Tuesday, December 29, 2009

Languor #1

In the dark of the edit suite, poring over hours of film, while outside, summer languor has descended and Melbourne has become a ghost town of hot bitumen and dead summer air; except in the small enclosed hustle of the beer gardens, pools and backyards. It's impossible not to get distracted and to dream up other places and wanderings...




Monday, December 28, 2009

Our Way Home

John Cassavetes has the gift of the gab. I mean that to in no way diminish what it is that he is saying as compared to the way that it is said. So many people have lost the ability to express themselves verbally in ways that are as revealing, thoughtful and playful as the ways that we use the written word in the modern world; to use the gifts, the techniques of rhetoric as a way to tease out what we think and to challenge and provoke those around us. Ray Carney's book Cassavetes on Cassavetes, a good contender for a bible for indie filmmakers, reveals, in its transcription of endless interviews and dialogues between Carney and Cassavetes, a humanist artist as insightful with oration as he is with his films. I flipped to a random page this morning and this is where I landed:
When a scene plays awkwardly or something goes wrong, I don't criticize it, change it or call 'cut'. I look at it and say, all right, it's not exactly the right reading, but life doesn't always have the right meaning. We stutter, we stammer through life. We sometimes say things we're sorry for later. We make fools of ourselves constantly. In life this is frowned upon, but in a movie this is revealing. The mistakes that you make in your own life, in your own personality, are assets on the film. So if I can just convince somebody not to clean themselves up, and not to be someone they're not and just be what they are in a given circumstance, that's all that acting is to me. (p. 167, Cassavetes on Cassavetes, Ray Carney, Faber & Faber)
Amid many similar gems in this book - which, to my slight embarrassment, I use as points for reflection as if it was Aurelius' 'Meditations' - there is one small thing that Cassavetes says that has been a constant touchstone for me. Make of it what you will. It is this: 
People patrol certain streets, patrol their house, and they know their way home. You somehow, drunk or sober or any other way, always find your way back to where you live. And when you cease to know the way home, things go wrong. And then you get detoured. And when you can't find your way home, that's when I consider it's worth it to make a film. Because that's interesting. People are interested in people that are really in trouble. Not pretending to be.

What culture is capable of...

"...It comes from a deep-rooted conviction that if there is anything worthwhile doing for the sake of culture, then it is touching on subject matters and situations which link people, and not those that divide people. There are too many things in the world which divide people, such as religion, politics, history, and nationalism. If culture is capable of anything, then it is finding that which unites us all. And there are so many things which unite people. It doesn't matter who you are or who I am, if your tooth aches or mine, it's still the same pain. Feelings are what link people together, because the word 'love' has the same meaning for everybody. Or 'fear', or 'suffering'. We all fear the same way and the same things. And we all love in the same way. That's why I tell about these things, because in all other things I immediately find division." - Krzysztof Kieslowski

Tuesday, December 15, 2009

Gentleman Scholar

How can you not love this guy? I want to write haikus using his words and screen print his face on my pillow.

(Stored records)
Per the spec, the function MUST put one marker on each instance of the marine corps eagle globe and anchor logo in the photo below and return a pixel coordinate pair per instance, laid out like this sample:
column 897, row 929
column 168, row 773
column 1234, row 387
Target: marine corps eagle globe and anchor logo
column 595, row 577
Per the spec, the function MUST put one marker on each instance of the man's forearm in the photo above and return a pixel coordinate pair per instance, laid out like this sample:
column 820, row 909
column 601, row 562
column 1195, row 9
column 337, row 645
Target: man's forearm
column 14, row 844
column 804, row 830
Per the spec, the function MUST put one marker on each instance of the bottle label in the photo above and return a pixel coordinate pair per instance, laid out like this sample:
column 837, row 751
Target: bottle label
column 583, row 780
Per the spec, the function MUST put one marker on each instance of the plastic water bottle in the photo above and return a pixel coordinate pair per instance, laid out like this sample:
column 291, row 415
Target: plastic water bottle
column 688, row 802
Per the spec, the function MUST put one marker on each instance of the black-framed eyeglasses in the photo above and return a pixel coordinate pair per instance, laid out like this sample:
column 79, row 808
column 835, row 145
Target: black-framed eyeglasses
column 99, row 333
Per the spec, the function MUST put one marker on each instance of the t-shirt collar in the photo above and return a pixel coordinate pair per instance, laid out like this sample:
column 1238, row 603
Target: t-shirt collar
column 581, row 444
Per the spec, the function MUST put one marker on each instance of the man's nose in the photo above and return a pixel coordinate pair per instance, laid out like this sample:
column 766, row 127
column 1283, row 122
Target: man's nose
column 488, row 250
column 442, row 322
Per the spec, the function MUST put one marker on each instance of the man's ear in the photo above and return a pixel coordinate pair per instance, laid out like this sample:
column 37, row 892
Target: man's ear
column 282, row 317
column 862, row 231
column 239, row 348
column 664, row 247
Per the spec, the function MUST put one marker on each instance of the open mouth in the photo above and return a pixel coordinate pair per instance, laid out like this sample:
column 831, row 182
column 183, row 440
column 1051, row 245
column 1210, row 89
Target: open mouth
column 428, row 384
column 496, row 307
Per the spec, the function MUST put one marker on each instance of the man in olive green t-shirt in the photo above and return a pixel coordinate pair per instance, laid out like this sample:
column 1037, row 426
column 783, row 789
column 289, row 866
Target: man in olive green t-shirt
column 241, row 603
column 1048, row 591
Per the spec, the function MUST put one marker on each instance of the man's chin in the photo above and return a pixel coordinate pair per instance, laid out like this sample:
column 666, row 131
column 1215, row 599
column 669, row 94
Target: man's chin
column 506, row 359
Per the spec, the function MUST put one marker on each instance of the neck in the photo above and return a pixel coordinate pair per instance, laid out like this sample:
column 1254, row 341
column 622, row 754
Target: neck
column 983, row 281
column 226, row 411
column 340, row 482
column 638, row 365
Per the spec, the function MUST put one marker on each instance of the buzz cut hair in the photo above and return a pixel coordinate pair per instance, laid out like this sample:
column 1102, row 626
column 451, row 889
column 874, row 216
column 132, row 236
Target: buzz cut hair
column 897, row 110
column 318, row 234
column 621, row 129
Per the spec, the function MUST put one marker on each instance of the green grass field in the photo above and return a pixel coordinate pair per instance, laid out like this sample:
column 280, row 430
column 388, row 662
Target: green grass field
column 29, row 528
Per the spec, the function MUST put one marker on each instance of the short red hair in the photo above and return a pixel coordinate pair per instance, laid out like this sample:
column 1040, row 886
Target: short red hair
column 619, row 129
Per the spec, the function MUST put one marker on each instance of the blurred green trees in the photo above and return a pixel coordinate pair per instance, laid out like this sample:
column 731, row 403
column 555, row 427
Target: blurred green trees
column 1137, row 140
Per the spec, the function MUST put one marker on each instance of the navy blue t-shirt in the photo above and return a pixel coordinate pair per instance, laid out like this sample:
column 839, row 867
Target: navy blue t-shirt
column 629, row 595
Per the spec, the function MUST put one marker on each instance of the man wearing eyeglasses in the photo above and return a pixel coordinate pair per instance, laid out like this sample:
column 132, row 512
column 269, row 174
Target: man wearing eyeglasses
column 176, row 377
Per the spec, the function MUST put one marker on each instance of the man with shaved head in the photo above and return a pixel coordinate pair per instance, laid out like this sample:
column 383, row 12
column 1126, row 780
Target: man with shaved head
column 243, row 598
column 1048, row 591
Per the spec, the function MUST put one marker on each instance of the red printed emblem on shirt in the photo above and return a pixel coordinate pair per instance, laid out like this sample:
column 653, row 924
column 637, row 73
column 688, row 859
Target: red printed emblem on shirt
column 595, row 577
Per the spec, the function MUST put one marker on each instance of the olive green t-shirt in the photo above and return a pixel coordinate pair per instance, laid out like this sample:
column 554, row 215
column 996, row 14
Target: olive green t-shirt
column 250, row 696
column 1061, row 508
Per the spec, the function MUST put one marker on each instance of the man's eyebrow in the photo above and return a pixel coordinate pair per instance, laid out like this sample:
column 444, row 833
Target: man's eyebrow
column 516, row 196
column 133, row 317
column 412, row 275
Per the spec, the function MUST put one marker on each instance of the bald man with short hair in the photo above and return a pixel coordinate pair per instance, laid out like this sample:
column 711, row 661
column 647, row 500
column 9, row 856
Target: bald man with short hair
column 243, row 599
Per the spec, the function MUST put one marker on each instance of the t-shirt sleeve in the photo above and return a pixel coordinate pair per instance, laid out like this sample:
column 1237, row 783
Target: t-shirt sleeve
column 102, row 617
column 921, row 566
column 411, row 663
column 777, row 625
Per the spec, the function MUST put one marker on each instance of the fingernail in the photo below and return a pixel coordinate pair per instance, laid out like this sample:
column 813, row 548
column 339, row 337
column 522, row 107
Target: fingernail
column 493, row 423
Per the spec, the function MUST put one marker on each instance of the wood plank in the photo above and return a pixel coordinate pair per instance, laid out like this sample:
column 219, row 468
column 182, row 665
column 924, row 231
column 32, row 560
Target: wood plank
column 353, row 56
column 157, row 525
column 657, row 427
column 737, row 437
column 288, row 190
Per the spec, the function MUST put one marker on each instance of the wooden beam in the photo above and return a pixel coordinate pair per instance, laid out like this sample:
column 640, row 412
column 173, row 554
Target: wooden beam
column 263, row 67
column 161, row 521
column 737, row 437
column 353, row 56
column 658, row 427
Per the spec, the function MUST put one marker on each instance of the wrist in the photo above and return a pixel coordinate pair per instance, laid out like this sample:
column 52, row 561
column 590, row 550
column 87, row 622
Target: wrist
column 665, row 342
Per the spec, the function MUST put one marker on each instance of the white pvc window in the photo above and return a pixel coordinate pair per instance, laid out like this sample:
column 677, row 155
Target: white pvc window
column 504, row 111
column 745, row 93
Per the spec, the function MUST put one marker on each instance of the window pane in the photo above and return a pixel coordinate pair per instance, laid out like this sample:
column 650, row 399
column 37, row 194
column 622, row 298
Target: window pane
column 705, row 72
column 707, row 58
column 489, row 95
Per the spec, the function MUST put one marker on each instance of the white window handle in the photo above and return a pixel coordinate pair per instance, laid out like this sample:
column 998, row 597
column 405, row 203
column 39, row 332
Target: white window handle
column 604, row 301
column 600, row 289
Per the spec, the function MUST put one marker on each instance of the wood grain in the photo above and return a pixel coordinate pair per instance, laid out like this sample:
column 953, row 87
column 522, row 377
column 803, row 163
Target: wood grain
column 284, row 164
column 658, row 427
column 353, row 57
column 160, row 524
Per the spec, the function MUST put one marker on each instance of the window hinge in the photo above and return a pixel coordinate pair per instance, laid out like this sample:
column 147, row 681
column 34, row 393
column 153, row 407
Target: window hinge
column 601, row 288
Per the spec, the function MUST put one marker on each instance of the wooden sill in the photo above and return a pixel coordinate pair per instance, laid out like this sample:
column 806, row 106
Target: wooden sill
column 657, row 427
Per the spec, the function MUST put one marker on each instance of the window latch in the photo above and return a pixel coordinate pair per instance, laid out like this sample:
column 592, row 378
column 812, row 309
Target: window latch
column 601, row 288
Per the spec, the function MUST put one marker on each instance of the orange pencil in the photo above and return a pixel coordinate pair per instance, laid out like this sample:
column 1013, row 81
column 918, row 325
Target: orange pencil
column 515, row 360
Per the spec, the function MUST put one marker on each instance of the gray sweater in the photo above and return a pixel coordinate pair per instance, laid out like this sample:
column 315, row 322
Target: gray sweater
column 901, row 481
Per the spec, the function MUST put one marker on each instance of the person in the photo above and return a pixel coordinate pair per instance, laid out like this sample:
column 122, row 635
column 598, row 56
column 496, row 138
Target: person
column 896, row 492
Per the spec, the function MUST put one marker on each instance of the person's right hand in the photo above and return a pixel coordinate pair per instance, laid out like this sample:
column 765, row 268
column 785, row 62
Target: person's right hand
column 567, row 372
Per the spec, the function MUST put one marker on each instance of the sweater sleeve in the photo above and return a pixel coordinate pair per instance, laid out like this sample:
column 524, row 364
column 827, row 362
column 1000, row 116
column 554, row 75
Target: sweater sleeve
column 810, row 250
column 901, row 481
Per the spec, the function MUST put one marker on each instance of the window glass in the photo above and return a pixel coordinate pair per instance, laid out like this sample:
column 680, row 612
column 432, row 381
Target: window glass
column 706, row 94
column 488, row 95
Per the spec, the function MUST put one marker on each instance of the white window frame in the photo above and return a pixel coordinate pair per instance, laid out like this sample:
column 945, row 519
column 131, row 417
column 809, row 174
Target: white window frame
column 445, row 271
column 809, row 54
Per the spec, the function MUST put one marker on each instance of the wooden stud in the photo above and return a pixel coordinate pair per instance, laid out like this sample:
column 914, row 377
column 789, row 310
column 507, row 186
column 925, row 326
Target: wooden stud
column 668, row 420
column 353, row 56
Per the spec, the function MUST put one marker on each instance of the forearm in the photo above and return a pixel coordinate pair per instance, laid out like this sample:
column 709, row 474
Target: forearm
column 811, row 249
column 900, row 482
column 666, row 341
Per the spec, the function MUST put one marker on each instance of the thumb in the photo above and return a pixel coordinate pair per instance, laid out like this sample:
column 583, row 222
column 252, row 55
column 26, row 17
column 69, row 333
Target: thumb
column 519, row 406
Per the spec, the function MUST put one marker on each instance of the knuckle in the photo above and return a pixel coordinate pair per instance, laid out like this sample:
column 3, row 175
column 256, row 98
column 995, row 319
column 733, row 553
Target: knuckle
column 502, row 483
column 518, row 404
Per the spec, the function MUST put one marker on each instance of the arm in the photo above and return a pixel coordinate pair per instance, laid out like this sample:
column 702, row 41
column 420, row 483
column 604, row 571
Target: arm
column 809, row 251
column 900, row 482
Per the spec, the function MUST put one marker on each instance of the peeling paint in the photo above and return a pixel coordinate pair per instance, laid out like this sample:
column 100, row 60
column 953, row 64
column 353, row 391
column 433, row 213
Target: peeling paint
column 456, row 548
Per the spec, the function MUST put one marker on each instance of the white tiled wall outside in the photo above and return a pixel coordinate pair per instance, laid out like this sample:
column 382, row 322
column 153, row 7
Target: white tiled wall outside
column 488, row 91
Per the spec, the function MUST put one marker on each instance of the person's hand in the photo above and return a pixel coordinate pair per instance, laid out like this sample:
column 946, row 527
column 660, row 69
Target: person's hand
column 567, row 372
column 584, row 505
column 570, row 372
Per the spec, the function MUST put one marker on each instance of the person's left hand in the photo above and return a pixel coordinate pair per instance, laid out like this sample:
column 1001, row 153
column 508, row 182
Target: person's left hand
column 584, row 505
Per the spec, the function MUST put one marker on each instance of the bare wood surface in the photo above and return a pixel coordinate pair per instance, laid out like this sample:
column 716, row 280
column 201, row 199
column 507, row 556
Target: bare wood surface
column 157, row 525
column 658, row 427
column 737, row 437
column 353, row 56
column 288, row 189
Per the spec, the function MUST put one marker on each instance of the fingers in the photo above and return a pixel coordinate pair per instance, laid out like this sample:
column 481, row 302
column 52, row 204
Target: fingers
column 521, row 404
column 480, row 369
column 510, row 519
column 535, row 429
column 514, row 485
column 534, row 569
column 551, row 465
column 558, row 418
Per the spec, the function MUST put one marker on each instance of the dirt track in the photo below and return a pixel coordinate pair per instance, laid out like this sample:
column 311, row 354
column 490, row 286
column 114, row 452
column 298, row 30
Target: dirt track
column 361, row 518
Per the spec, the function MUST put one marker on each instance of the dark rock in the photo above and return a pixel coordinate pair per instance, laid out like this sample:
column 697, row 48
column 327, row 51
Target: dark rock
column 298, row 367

**YOUR TASKS**
1. According to the blog page, which book is called a good contender for a bible for indie filmmakers?
2. Condense the paragraph of the blog page that begins "John Cassavetes has the gift of the gab", keeping its main facts.
3. Repeat the passage of the blog page from "Amid many similar" to "is capable of...".

**FINAL ANSWERS**
1. Ray Carney's book Cassavetes on Cassavetes.

2. John Cassavetes has a gift for speech, and this does not lessen the substance of what he says. Many people have lost the ability to speak as revealingly, thoughtfully and playfully as they write, using rhetoric to work out their thinking and to challenge and provoke others. Ray Carney's book Cassavetes on Cassavetes, a good contender for a bible for indie filmmakers, transcribes many interviews and dialogues between Carney and Cassavetes. It reveals a humanist artist as insightful in speech as in his films. The writer opened it to a random page one morning.

3.
Amid many similar gems in this book - which, to my slight embarrassment, I use as points for reflection as if it was Aurelius' 'Meditations' - there is one small thing that Cassavetes says that has been a constant touchstone for me. Make of it what you will. It is this: 
People patrol certain streets, patrol their house, and they know their way home. You somehow, drunk or sober or any other way, always find your way back to where you live. And when you cease to know the way home, things go wrong. And then you get detoured. And when you can't find your way home, that's when I consider it's worth it to make a film. Because that's interesting. People are interested in people that are really in trouble. Not pretending to be.

What culture is capable of...